━━ TEXTO
Hech 10,
25-26.34-35.44-48; Sal 98(97), 1. 2-3ab. 3cd-4; 1Jn 4, 7-10; Jn 15, 9-17
Sólo cuando existe el deber de amar, sólo entonces el amor está
garantizado para siempre contra cualquier alteración; eternamente liberado en
feliz independencia; asegurado en eterna bienaventuranza contra cualquier
desesperación.
Søren Kierkegaard
Permanecer en su amor
para nosotros significa concretamente amar como Él ama… La fe es inseparable
del amor, aún más, tiene como objeto el amor…
Silvano Fausti
¿Qué
encontramos hoy en el frontispicio de esta Liturgia? “Anúncienlo con voz de
Júbilo, y que se oiga, anúncienlo hasta los confines de la tierra: el Señor ha
liberado a su pueblo, aleluya.” Se declara una comisión, un encargo para
nosotros: ser portadores del anuncio, de un jubiloso anuncio, anuncio que ha de
ser llevado sin fronteras, a todo lo ancho y lo largo de la geografía
universal. ¡Se trata de un anuncio de liberación! Estas ideas nos vienen de
Isaías, en el capítulo 18, verso 20. Pero también son paráfrasis del Salmo
98(97), salmo que canta la Realeza de YHWH.
La
arquitectura Litúrgica implica un “transportón”: Después de la puerta principal
–una vez recorrido el zaguán- está la segunda puerta, como una especie de
puerta que refuerza la seguridad o, mejor, que refuerza la bienvenida y hace
sentir una mayor acogida, consistente en la convicción de haber llegado a
moradas que nos reciben con los brazos abiertos. En este transportón se oye la declaratoria –no ya de la Invitación del Señor-
sino de los propósitos que nos han movido a venir. Recogidas las intenciones,
valga decir colectadas todas, y por
eso se llama Oración Colecta, estos
propósitos en la voz del Sacerdote (Alter Christus), se confiesan así: “Dios
Todopoderoso, concédenos continuar, con sincero afecto, la celebración de estos
días de alegría en honor del Señor resucitado, para que estos misterios que
estamos recordando, se manifiesten
siempre en nuestras obras. Por nuestro Señor Jesucristo, tu Hijo, que
contigo vive y reina, en unidad con el Espíritu Santo, y es Dios, por los
siglos de los siglos. Amén.” O sea, que no nos apartamos ni un ápice de los
propósitos que trajimos a la celebración de la Eucaristía, el Domingo anterior.
Como recordamos, en la celebración anterior concluíamos haciendo votos por
fructificar con generosa abundancia; y, hoy persistimos pidiendo continuidad
centrados en ese mismo afecto: ¡Queremos ser fructíferos, ser uvas redondas de
los sarmientos injertos en la “Verdadera Vid”! Permanecer, persistir,
continuar, todo esto está bajo la misma clave: la celebración del Sexto Domingo
de Pascua se encuentra, también, bajo el signo del μένω “la permanencia” [“maneat” - “constantiam” se dirá en latín].
━━━━
> [TAREA ASIGNADA A] Indica si cada afirmación concuerda con el texto, con un sí o un no y las palabras exactas del texto que lo deciden. (i) La cita de Kierkegaard sostiene que el amor queda garantizado solo cuando existe el deber de amar. (ii) La Oración Colecta recibe ese nombre porque en ella se recogen las intenciones. (iii) El Salmo 98(97) canta la pasión del Señor.
> [TAREA ASIGNADA B] Enumera todas las citas bíblicas que aparecen al comienzo del texto.
━━ DATOS PROPORCIONADOS
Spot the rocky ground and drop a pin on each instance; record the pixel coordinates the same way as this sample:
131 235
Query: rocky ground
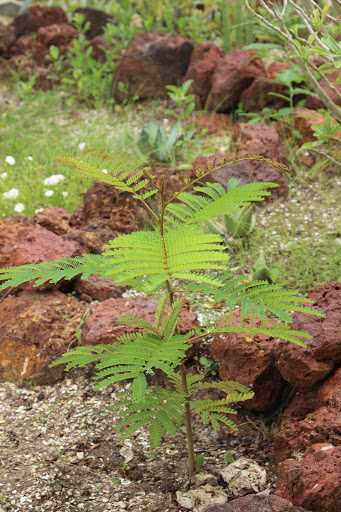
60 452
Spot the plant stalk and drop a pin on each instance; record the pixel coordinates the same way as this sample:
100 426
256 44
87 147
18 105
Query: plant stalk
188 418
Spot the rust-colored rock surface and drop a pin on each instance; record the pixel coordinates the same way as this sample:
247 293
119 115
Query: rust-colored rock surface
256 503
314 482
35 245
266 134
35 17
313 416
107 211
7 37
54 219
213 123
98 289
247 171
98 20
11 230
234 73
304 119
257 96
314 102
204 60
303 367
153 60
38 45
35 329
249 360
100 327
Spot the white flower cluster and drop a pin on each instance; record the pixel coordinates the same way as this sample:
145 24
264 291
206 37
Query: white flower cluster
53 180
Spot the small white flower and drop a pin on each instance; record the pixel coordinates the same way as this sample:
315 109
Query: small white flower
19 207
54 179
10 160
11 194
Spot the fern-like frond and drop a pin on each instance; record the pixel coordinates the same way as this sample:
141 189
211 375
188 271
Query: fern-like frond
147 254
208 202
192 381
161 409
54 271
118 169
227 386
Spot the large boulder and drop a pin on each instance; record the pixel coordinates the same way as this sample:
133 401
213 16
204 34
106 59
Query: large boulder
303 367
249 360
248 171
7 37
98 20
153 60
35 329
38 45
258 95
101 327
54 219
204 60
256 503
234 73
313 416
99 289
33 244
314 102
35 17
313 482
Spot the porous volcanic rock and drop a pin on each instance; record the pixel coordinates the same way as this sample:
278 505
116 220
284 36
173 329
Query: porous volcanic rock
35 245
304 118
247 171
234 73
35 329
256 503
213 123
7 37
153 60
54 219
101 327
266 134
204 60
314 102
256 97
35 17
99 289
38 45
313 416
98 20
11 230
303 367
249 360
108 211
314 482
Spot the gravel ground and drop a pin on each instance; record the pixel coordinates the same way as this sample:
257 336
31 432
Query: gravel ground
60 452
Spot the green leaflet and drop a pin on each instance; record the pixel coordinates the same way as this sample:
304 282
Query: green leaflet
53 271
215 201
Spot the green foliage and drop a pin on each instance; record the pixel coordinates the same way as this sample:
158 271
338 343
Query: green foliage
━━━━
> [RESPUESTA ESCRITA A]
(i) Sí: "Sólo cuando existe el deber de amar, sólo entonces el amor está garantizado para siempre contra cualquier alteración".
(ii) Sí: "Recogidas las intenciones, valga decir colectadas todas, y por eso se llama Oración Colecta".
(iii) No: "salmo que canta la Realeza de YHWH".

> [RESPUESTA ESCRITA B]
- Hech 10, 25-26.34-35.44-48
- Sal 98(97), 1. 2-3ab. 3cd-4
- 1Jn 4, 7-10
- Jn 15, 9-17